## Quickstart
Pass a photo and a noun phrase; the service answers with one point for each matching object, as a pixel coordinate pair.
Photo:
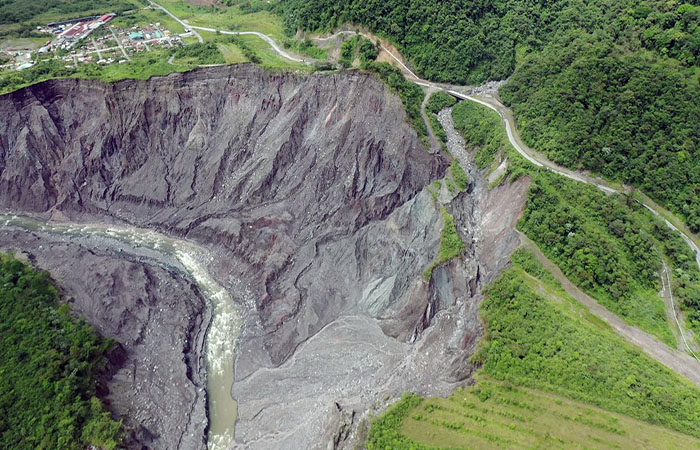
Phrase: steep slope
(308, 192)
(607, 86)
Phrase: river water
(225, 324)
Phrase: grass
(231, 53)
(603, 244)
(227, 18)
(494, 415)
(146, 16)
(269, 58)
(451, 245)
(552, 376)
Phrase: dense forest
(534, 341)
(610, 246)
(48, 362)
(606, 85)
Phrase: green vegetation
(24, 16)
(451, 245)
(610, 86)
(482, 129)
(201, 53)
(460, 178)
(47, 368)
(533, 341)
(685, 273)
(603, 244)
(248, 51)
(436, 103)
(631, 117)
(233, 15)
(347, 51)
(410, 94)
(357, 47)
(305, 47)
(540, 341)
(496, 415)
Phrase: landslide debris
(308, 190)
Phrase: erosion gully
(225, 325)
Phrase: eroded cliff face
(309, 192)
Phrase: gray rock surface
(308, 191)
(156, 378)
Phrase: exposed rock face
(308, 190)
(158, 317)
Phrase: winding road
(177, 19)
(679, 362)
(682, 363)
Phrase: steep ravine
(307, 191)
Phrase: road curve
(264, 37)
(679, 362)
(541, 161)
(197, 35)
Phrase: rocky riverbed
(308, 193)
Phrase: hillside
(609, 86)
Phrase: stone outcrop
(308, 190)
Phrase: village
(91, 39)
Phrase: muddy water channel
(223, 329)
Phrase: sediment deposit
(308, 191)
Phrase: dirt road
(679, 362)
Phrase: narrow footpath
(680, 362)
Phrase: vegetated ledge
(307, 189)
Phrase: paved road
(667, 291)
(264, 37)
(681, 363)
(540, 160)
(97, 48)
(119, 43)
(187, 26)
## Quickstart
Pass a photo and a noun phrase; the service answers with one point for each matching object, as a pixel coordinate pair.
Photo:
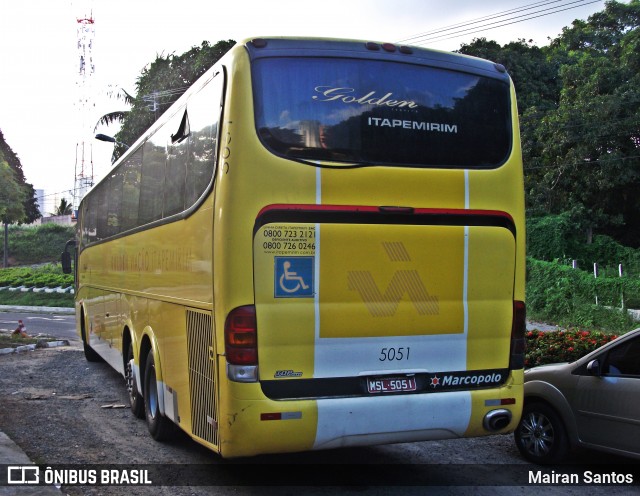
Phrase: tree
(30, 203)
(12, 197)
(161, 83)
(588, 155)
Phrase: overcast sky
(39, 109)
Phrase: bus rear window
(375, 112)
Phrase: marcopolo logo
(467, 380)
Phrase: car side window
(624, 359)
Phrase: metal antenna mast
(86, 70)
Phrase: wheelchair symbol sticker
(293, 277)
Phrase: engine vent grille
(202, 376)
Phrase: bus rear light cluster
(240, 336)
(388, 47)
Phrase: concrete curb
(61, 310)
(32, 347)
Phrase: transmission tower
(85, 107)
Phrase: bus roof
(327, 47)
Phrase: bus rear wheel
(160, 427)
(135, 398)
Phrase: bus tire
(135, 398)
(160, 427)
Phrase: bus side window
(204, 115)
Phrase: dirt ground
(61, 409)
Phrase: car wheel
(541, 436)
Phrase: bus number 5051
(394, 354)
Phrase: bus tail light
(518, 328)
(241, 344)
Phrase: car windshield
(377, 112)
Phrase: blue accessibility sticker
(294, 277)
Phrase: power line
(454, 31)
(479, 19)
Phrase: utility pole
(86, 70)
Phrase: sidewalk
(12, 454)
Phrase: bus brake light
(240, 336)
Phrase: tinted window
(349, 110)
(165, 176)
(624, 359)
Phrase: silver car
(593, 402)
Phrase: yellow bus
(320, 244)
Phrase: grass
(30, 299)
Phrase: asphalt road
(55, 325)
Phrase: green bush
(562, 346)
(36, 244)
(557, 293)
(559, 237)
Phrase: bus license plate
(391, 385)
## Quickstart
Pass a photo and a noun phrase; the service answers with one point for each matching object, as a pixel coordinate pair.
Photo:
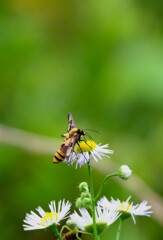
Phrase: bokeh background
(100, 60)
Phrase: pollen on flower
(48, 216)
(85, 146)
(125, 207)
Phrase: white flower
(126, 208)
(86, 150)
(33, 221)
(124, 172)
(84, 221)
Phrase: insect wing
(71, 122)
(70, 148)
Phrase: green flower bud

##########

Turn the lines into a numbered list, starting with the line that contains "Phrase: bus tire" and going on through the end of the items. Omit blank lines and leave the pictures out.

1. Phrase: bus tire
2. (135, 398)
3. (160, 427)
4. Phrase: bus side window
5. (204, 115)
6. Phrase: dirt ground
7. (61, 409)
8. Phrase: car wheel
9. (541, 436)
10. Phrase: bus number 5051
11. (394, 354)
12. Phrase: bus tail light
13. (518, 328)
14. (241, 344)
15. Phrase: car windshield
16. (377, 112)
17. Phrase: blue accessibility sticker
18. (294, 277)
19. Phrase: power line
20. (454, 31)
21. (479, 19)
22. Phrase: utility pole
23. (86, 70)
24. Phrase: sidewalk
25. (12, 454)
26. Phrase: bus brake light
27. (240, 336)
28. Phrase: tinted window
29. (349, 110)
30. (165, 176)
31. (624, 359)
32. Phrase: silver car
33. (593, 402)
34. Phrase: yellow bus
35. (320, 244)
36. Phrase: grass
37. (30, 299)
38. Phrase: asphalt road
39. (55, 325)
40. Phrase: green bush
41. (562, 346)
42. (36, 244)
43. (557, 293)
44. (559, 237)
45. Phrase: bus license plate
46. (391, 385)
47. ## Quickstart
48. Pass a photo and a noun phrase; the service answers with one point for each matching object, as a pixel coordinate pair.
49. Photo:
50. Phrase: bokeh background
51. (100, 60)
52. Phrase: pollen on flower
53. (48, 216)
54. (85, 146)
55. (125, 207)
56. Phrase: white flower
57. (126, 208)
58. (86, 150)
59. (33, 221)
60. (124, 172)
61. (84, 221)
62. Phrase: insect wing
63. (71, 122)
64. (70, 148)
65. Phrase: green flower bud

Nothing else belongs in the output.